* START Supplied information *

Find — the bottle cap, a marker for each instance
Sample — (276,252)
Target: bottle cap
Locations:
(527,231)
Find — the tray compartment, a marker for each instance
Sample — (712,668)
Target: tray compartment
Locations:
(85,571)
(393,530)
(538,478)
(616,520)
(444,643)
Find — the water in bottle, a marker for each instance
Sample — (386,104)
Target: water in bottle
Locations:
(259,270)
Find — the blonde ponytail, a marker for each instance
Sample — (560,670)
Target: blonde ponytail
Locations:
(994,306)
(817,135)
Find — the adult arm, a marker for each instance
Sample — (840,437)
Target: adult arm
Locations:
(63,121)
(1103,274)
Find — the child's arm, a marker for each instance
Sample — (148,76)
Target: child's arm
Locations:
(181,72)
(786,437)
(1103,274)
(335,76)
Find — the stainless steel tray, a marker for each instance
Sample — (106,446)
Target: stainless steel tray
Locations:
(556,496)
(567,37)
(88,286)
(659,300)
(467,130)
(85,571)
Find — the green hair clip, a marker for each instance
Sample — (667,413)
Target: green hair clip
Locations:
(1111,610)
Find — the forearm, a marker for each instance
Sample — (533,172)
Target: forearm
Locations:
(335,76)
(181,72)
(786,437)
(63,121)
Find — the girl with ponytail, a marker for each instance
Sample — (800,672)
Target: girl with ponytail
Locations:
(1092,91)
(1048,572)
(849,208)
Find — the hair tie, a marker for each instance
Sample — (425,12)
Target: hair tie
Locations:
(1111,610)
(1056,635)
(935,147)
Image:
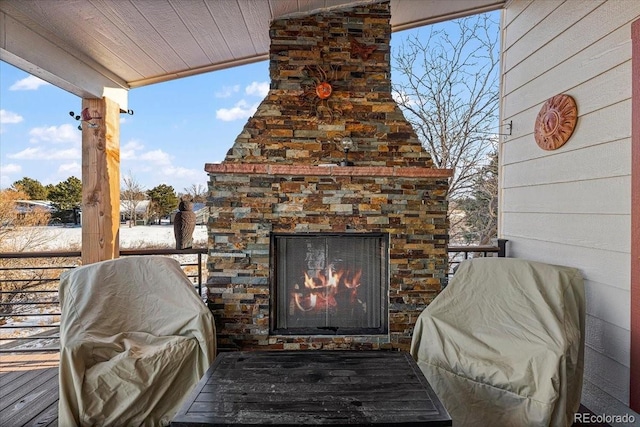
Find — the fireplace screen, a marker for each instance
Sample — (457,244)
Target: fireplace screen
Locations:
(329,284)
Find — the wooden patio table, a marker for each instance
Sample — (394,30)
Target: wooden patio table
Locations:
(303,387)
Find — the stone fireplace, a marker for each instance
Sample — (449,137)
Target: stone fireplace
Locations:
(311,245)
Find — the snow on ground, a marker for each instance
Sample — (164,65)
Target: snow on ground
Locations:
(139,236)
(70,238)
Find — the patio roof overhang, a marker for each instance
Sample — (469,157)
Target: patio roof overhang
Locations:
(96,48)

* END Supplied information *

» **Exercise brief**: Exactly reproduce each record, leaving out any pictures.

» **Result**:
Find — the bottle cap, a marker for each instance
Sample — (276,252)
Target: bottle cap
Locations:
(527,231)
Find — the tray compartment, a marker for each instance
Sample — (712,668)
Target: tray compartment
Locations:
(85,571)
(393,530)
(538,478)
(616,520)
(444,643)
Find — the water in bottle, a marker for each instance
Sample — (386,104)
Target: water in bottle
Locations:
(259,270)
Find — the blonde ponytail, a marker for each instance
Sample — (560,670)
Target: blonde ponytail
Locations:
(994,306)
(817,135)
Find — the adult arm, a marker for each instance
Sample — (840,437)
Target: adult arm
Locations:
(63,121)
(1103,274)
Find — the child's arm, a marker for each instance
Sample — (148,76)
Target: child's arm
Locations:
(181,72)
(786,437)
(1103,274)
(335,76)
Find — the stainless steel tray, a marker for each instance
Sample — (106,446)
Target: stainless steel tray
Locations:
(556,496)
(567,37)
(88,286)
(659,300)
(467,130)
(85,571)
Find — the green hair clip, a marker for each instance
Sample — (667,413)
Target: green hair clip
Locations:
(1111,610)
Find — the forearm, a marker for each instance
Sample — (533,172)
Target: forearm
Locations:
(335,76)
(181,72)
(786,437)
(63,121)
Find — the girl with ponytail, a marker for each instance
Sample — (800,672)
Target: girl with ponytail
Locations:
(1092,91)
(1048,572)
(849,208)
Find — the hair tie, a marker for each instance
Sample — (425,12)
Target: hair tie
Locations:
(1111,610)
(1056,635)
(935,147)
Image:
Find — the fireplace screen, a marker for each instance
Sample — (457,244)
Target: fireplace screen
Locations:
(329,284)
Find — the wooden patio table, a marker for each instance
Sample — (394,30)
Target: wooden patio table
Locations:
(303,387)
Find — the stone fireplace, a marker for each instance
Sample — (449,137)
Target: stone fireplace
Locations:
(311,245)
Find — the snow on ground, a marker for each instance
Sample — (164,65)
Target: snow on ground
Locations:
(139,236)
(70,238)
Find — the patio roof overhang, a marker for each instance
Sample — (469,157)
Target: patio roof overhang
Locations:
(96,48)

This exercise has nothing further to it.